_Text passage_.

When the boy came in the room, he told Sherrie Fausey to go and hide. Men were out front of her Christian ministry for Haitian children, and they wanted food.
It was shortly after the 2010 earthquake that pummeled the tiny island nation. Vandals were wandering the neighborhood looking for something to eat.
True to her protective nature, Fausey, 66, a 1996 Jacksonville University graduate, did not hide. When the men threatened to kill her, she told them they would have to, but that she would go to heaven and they’d go to prison. But whatever happened, there was no way she was going to give them any food. It was needed for the children in her care — more than 30, some orphans, others left with her because their parents were too poor to care for them.
The earthquake and ensuing chaos that followed are just some of the challenges Fausey has faced since she sold all of her belongings in 2000 and, using skills refined through earning her Master of Arts in Teaching at JU, opened her nonprofit Christian Light School in Haiti. Since then, it has grown to 53 employees (including retired JU English instructor Mary DeFalco) and expanded its outreach to include the Christian Light Children’s Home orphanage. Media outlets including the Associated Press, NBC News and The Florida Times-Union have covered her story.
“It is my dream that children born at home in tiny huts with dirt floors and no hope of ever going to school will graduate from our school and become leaders in Haiti,” she said. “It is my dream that our children will grow up to be the instruments of change that will make life better for everyone in Haiti.”
The earthquake forced Fausey to start again from scratch, after it demolished her school and she literally had to help build another one. Fausey jumped in where needed, and in the meantime, classes continued outside.
Franciscot Auguste, 18, who will be a senior this fall and part of the first graduating class from Fausey’s school in 2015, said if it were not for Christian Light School, he may not have gotten an education. The teen has a lot of respect for Fausey.
“I think she’s an amazing example … leaving her comfortable home to obey the Lord,” he said. “It’s unbelievable the way she trusts God to provide for her in all circumstances, and to take care of her needs. I greatly admire her for the dream she’s accomplishing.”

_Study material_.
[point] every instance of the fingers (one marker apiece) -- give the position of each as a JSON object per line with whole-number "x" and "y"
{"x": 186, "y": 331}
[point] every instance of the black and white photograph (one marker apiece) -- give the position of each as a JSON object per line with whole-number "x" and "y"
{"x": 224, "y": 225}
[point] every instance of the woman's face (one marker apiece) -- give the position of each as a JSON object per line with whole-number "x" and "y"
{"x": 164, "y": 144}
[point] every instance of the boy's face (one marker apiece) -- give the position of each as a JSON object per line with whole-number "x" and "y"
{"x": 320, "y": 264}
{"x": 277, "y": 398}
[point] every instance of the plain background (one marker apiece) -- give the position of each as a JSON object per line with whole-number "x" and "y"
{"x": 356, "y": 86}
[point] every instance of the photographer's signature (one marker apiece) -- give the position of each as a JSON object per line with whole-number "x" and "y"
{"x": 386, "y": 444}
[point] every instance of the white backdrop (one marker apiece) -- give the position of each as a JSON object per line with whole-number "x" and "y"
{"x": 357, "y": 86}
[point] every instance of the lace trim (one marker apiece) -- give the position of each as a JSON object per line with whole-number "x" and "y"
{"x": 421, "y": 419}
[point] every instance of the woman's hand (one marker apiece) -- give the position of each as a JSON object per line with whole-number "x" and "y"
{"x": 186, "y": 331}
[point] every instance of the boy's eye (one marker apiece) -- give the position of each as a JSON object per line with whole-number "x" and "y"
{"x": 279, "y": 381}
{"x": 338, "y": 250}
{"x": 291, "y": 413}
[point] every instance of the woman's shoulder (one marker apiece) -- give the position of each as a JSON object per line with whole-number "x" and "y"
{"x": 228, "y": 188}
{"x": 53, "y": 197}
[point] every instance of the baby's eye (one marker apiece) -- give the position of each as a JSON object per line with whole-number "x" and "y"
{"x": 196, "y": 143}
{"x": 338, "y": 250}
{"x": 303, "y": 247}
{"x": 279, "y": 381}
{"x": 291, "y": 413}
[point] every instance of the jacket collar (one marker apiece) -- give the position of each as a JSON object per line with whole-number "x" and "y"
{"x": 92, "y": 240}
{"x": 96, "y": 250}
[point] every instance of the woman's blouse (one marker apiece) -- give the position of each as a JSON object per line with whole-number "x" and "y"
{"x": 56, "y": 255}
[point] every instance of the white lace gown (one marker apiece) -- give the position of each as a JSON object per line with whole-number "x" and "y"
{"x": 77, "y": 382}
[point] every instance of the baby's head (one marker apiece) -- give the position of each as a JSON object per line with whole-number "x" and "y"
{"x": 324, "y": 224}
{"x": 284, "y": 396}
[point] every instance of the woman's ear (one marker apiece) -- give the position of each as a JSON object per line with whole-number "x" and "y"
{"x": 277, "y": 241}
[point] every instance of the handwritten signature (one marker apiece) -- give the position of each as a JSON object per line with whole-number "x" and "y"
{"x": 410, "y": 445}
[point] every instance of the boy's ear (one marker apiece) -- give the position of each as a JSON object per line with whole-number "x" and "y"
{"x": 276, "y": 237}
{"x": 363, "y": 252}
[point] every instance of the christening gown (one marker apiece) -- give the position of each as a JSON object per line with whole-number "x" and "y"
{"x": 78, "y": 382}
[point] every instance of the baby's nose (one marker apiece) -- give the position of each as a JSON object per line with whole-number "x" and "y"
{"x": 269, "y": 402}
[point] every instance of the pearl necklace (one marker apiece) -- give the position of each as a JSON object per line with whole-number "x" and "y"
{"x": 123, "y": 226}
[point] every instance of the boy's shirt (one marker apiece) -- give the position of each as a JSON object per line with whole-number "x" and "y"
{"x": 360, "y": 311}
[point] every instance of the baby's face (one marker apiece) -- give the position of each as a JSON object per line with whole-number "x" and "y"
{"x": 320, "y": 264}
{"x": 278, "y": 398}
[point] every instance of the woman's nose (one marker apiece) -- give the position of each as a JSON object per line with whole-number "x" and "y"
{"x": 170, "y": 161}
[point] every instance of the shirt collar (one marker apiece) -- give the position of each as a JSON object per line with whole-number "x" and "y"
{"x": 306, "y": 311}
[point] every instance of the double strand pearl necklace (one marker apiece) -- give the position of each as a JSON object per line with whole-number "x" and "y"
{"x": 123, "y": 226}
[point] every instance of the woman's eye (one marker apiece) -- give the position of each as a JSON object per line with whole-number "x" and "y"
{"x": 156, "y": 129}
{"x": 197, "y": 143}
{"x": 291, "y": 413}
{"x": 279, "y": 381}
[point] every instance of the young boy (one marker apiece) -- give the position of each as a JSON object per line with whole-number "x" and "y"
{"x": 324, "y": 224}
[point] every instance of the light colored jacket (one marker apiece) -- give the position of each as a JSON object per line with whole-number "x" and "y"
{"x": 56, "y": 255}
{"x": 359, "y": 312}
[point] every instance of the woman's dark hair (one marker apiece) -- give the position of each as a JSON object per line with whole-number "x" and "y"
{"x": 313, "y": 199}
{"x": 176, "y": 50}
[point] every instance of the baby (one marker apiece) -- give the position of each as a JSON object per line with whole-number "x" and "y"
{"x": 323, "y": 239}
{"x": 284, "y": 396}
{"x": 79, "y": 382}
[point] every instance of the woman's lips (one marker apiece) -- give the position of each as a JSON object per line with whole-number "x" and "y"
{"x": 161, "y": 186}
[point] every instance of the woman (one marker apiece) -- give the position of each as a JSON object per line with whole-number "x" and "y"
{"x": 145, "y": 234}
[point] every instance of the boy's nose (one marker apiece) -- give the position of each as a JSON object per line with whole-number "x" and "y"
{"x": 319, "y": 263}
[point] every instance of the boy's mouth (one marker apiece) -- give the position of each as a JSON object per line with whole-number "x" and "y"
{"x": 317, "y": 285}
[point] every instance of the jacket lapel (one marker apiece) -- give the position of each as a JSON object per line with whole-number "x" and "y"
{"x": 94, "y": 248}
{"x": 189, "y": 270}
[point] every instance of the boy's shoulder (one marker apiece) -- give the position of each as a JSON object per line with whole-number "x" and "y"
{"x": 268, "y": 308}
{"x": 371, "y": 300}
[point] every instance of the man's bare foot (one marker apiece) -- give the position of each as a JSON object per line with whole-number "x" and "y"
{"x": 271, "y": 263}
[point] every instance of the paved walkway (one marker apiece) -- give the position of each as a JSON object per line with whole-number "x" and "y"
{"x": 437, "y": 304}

_Questions on the material_.
**a)** According to the article about Sherrie Fausey, how many employees does Christian Light School now have?
**b)** From the article about Sherrie Fausey, print the part starting with "Franciscot Auguste, 18, who" and going on through "respect for Fausey.".
Rely only on the article about Sherrie Fausey, not on the lines.

_Task-by-task results_.
**a)** It has grown to 53 employees.

**b)**
Franciscot Auguste, 18, who will be a senior this fall and part of the first graduating class from Fausey’s school in 2015, said if it were not for Christian Light School, he may not have gotten an education. The teen has a lot of respect for Fausey.